Referring expression pointing data:

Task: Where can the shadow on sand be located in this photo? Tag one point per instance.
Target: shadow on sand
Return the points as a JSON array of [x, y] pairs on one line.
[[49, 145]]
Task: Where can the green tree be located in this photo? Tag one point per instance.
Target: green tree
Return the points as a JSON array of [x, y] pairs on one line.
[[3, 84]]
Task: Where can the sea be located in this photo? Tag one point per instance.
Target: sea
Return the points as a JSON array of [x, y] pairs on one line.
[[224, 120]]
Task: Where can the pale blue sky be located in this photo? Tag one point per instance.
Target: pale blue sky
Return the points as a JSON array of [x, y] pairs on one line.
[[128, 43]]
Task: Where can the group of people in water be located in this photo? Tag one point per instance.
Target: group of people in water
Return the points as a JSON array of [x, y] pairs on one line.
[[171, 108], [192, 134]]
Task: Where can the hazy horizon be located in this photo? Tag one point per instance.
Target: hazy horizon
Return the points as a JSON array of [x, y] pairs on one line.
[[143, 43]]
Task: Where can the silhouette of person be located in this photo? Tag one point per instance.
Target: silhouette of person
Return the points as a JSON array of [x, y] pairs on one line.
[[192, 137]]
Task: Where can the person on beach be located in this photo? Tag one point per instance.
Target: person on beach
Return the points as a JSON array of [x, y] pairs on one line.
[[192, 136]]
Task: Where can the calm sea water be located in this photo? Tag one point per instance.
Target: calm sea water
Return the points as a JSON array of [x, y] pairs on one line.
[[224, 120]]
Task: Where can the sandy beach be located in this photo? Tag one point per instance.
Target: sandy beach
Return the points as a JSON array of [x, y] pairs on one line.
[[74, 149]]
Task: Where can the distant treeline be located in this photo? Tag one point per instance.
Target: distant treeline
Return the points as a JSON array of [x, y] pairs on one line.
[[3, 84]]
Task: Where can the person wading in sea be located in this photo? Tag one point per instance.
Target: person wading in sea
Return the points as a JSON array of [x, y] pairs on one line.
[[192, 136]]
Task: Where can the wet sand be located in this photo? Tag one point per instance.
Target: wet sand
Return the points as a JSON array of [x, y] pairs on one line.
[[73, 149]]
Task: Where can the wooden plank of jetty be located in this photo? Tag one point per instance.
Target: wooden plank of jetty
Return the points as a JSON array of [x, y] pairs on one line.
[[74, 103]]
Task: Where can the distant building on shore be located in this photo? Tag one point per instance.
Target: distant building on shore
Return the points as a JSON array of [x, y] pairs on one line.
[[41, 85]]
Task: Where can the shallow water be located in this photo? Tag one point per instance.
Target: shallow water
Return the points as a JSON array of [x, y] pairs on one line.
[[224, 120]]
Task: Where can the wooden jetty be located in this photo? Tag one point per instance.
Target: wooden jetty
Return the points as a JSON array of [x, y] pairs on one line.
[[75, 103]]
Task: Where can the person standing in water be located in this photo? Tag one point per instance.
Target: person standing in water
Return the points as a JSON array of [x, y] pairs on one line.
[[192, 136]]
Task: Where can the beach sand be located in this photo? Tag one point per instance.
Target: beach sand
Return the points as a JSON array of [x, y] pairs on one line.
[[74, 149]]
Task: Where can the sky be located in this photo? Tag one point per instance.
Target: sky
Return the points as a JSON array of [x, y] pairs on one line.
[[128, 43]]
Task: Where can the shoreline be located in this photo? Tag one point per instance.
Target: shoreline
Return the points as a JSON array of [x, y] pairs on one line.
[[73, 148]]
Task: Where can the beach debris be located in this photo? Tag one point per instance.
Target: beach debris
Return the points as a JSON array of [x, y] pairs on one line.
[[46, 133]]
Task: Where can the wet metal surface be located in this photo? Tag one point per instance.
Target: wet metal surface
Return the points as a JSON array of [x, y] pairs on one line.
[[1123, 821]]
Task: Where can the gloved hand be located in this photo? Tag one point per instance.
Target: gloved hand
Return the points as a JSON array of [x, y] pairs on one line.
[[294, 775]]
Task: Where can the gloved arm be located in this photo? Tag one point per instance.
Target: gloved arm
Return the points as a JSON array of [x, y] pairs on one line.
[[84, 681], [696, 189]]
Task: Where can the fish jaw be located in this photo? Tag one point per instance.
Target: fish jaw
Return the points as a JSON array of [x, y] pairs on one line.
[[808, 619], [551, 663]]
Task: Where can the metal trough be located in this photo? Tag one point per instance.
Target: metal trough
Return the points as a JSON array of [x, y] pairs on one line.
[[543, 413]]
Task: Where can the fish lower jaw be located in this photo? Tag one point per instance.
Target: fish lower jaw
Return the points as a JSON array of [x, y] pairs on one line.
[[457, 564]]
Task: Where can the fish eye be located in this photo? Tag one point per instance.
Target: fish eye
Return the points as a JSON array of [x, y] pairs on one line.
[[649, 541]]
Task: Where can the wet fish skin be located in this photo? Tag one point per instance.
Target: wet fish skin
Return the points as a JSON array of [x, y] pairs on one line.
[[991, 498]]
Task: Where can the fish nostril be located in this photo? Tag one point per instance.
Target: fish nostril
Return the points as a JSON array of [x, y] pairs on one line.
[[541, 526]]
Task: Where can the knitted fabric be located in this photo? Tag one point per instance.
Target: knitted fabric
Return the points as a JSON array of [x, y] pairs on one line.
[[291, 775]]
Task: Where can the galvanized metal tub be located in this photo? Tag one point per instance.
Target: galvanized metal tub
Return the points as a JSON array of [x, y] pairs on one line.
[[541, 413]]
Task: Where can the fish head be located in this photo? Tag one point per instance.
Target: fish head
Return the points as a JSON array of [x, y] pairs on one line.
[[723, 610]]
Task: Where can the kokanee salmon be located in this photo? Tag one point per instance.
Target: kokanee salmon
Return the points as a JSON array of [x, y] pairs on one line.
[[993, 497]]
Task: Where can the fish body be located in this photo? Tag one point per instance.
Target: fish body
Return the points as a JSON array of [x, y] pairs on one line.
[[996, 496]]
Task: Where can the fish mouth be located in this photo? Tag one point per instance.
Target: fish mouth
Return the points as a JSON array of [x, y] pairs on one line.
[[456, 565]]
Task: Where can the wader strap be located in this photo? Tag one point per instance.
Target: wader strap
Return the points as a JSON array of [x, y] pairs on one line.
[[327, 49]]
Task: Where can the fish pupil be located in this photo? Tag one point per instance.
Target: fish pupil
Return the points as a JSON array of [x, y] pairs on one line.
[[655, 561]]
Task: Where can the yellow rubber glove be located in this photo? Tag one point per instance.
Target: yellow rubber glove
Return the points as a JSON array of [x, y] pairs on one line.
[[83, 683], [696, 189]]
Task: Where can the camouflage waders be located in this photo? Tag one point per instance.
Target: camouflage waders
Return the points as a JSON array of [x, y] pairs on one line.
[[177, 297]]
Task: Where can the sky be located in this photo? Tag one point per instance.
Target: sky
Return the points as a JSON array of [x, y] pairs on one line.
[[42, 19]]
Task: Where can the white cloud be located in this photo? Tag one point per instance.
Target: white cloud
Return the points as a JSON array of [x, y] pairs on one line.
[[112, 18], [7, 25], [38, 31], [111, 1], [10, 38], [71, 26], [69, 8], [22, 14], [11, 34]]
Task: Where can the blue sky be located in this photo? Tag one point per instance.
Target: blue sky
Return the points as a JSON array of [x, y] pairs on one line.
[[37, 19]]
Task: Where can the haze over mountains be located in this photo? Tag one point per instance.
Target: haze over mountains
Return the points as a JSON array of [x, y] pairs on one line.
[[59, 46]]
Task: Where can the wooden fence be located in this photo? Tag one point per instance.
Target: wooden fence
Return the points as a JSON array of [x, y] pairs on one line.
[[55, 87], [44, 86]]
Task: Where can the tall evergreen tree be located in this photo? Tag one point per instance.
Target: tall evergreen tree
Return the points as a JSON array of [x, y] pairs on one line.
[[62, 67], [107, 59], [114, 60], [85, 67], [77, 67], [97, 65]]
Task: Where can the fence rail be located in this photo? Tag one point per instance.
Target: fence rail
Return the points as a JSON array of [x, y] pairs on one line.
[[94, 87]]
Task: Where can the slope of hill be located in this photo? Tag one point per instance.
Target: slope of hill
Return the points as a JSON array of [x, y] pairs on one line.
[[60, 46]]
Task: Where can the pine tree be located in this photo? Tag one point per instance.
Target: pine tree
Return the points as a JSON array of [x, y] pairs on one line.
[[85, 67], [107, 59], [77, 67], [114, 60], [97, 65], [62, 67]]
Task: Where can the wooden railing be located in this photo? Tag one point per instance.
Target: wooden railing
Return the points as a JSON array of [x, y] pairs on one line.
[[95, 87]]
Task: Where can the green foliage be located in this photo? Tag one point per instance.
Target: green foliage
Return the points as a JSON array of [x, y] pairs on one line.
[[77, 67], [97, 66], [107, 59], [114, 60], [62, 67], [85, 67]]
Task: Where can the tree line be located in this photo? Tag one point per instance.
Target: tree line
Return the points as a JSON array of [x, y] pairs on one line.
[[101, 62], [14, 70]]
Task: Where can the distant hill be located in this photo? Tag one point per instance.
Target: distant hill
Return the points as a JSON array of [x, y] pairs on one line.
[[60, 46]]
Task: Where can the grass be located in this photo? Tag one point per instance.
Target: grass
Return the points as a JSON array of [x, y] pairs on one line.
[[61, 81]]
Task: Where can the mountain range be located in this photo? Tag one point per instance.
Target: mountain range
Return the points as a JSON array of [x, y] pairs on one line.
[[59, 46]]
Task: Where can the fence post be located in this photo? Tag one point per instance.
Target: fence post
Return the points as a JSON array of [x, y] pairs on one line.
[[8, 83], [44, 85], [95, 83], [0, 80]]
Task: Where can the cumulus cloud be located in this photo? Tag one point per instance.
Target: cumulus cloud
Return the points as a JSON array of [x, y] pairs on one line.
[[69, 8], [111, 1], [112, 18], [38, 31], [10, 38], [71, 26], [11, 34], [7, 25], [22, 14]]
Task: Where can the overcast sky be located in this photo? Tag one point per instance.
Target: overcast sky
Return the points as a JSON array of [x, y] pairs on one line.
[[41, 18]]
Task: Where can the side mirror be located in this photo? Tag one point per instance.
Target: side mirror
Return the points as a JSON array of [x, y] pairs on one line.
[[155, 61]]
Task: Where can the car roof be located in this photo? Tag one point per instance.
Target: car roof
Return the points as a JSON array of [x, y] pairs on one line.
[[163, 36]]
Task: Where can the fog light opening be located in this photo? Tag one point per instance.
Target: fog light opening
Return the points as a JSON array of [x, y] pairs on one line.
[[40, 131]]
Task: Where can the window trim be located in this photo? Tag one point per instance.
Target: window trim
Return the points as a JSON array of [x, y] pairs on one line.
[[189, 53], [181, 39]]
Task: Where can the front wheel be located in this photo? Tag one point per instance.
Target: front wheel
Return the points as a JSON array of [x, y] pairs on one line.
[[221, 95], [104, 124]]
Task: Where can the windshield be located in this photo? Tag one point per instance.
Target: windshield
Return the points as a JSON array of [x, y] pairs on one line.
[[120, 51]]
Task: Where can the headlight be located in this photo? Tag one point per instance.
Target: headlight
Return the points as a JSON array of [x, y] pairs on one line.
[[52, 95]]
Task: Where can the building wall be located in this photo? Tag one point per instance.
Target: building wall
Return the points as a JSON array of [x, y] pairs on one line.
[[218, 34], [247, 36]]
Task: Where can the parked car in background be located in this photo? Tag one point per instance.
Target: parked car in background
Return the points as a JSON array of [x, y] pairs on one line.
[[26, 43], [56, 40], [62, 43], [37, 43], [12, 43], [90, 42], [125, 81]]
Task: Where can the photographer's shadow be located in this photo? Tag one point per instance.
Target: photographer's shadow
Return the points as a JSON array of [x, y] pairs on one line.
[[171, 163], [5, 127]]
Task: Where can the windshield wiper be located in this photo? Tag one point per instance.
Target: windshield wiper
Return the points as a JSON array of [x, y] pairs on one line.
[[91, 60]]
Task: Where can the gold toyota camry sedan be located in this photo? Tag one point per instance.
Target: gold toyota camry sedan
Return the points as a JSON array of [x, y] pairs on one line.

TASK BRIEF: Tally the lines of the entries that include the word "wooden" and give only the total.

TASK RESPONSE: 8